§ **Written task 1**
Reproduce word for word the lines in the records that start with the line containing "Kindly outline every instance of the man in" and run through the line containing "M 73 321 L 34", with both of those lines included.

§ **Text segment**
* start *

Getting Out of Your Own Way

Aharei Mot Kedoshim By :  Abigail Treu Posted On Apr 16, 2013 / 5773 | Torah Commentary

My friend Jen could never have known when she accepted her colleagues’ invitation to join them for an after-work party that she was the only one in the office who did not share their recreational drug habit. She could never have foretold that trying something just once to be social would turn out to be a thrill beyond her wildest imagination, or that the feeling of belonging it would engender would push her to regular use with her new friends. It was not until a few parties turned into a few months and then a few years that she realized she had become addicted, and that this addiction was ruining her life.           

In the months that followed her detox and recovery, she began to wonder: To what had she been the most blind? Her growing addiction? The loneliness and need for acceptance that allowed it to flourish? The passage of time as she formed the habit? And, how many times had she ignored—totally unable to hear it—the pleading of family and friends to stop?

I found myself thinking of Jen—and of my own struggles and habits—when I read Leviticus 19:14: “You shall not . . . place a stumbling block before the blind. You shall fear your God. I am the Lord.” Taken literally, this is a verse about respecting the disabled. Taken figuratively—as the Rabbis give us ample precedent and license to do—it is about all of us.

* end *

§ **Source records**

* start *

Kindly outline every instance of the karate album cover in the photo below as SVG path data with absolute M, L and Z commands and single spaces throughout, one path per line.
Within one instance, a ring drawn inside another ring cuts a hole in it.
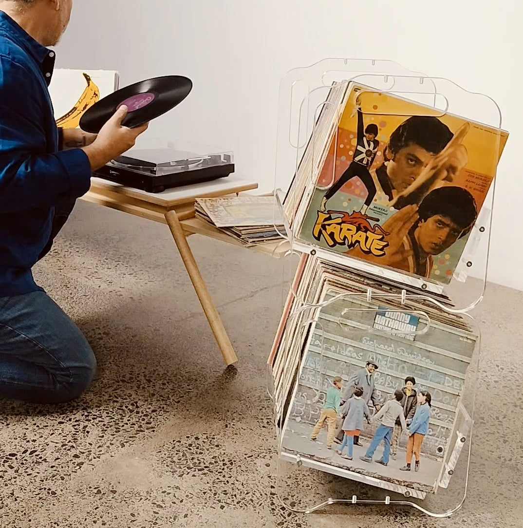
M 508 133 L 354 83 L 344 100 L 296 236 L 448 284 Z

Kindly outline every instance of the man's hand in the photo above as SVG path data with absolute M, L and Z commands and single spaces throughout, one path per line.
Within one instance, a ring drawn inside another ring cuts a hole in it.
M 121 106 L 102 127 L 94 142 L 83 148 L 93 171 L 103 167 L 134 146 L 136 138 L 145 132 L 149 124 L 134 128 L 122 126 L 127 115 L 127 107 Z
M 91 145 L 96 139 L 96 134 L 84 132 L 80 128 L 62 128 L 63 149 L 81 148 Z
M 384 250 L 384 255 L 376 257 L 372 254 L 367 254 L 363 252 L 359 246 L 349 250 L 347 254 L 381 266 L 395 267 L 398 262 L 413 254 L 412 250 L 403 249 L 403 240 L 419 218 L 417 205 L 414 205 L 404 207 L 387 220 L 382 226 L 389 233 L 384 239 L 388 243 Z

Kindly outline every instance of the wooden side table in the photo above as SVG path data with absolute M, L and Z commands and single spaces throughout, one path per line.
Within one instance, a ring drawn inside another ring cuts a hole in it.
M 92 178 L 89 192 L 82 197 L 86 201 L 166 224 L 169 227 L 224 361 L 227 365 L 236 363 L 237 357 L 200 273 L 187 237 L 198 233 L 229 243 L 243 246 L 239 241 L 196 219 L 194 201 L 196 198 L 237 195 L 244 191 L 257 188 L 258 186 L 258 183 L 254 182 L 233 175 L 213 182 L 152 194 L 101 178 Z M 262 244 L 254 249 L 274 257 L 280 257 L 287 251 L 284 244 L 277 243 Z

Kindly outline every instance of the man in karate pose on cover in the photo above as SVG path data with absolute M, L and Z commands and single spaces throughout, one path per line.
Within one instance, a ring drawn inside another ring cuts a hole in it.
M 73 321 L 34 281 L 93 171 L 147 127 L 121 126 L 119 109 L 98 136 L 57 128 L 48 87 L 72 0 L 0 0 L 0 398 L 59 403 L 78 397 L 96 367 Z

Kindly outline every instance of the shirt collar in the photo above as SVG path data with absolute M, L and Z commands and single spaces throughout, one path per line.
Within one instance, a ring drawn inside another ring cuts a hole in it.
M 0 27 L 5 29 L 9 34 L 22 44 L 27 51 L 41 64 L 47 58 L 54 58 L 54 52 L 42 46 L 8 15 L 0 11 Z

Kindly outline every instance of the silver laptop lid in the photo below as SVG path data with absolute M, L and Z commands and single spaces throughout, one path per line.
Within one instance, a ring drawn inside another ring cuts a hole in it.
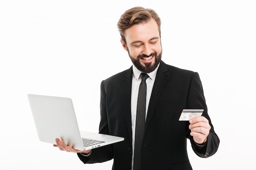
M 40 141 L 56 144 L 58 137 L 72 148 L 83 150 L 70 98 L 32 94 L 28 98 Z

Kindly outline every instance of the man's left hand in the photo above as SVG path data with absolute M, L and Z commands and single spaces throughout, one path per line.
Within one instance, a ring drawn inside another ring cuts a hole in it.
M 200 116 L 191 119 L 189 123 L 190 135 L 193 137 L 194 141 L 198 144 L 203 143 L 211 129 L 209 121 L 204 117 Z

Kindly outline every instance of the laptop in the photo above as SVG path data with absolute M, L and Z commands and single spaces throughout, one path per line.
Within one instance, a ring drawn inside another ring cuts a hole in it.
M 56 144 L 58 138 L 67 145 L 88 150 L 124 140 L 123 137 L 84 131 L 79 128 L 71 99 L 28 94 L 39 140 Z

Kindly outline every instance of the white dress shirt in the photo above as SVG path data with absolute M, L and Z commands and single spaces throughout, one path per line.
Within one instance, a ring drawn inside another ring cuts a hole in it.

* end *

§ **Written task 2**
Answer these questions from the Torah commentary:
(a) On what date was the commentary posted?
(b) What did Jen realize after a few years of parties?
(c) Taken literally, what is the quoted verse from Leviticus about?

§ **Worked solution 1**
Kindly outline every instance of the man in karate pose on cover in the photo above as SVG path data with absolute M, L and Z commands and single spaces throughout, one path per line.
Within one instance, a ring drawn inside another ring cuts a hole in it.
M 73 321 L 34 281 L 93 171 L 147 127 L 121 126 L 119 109 L 98 136 L 57 128 L 48 87 L 72 0 L 0 0 L 0 398 L 59 403 L 78 397 L 96 367 Z

§ **Worked solution 2**
(a) Apr 16, 2013 / 5773
(b) She had become addicted, and the addiction was ruining her life.
(c) Respecting the disabled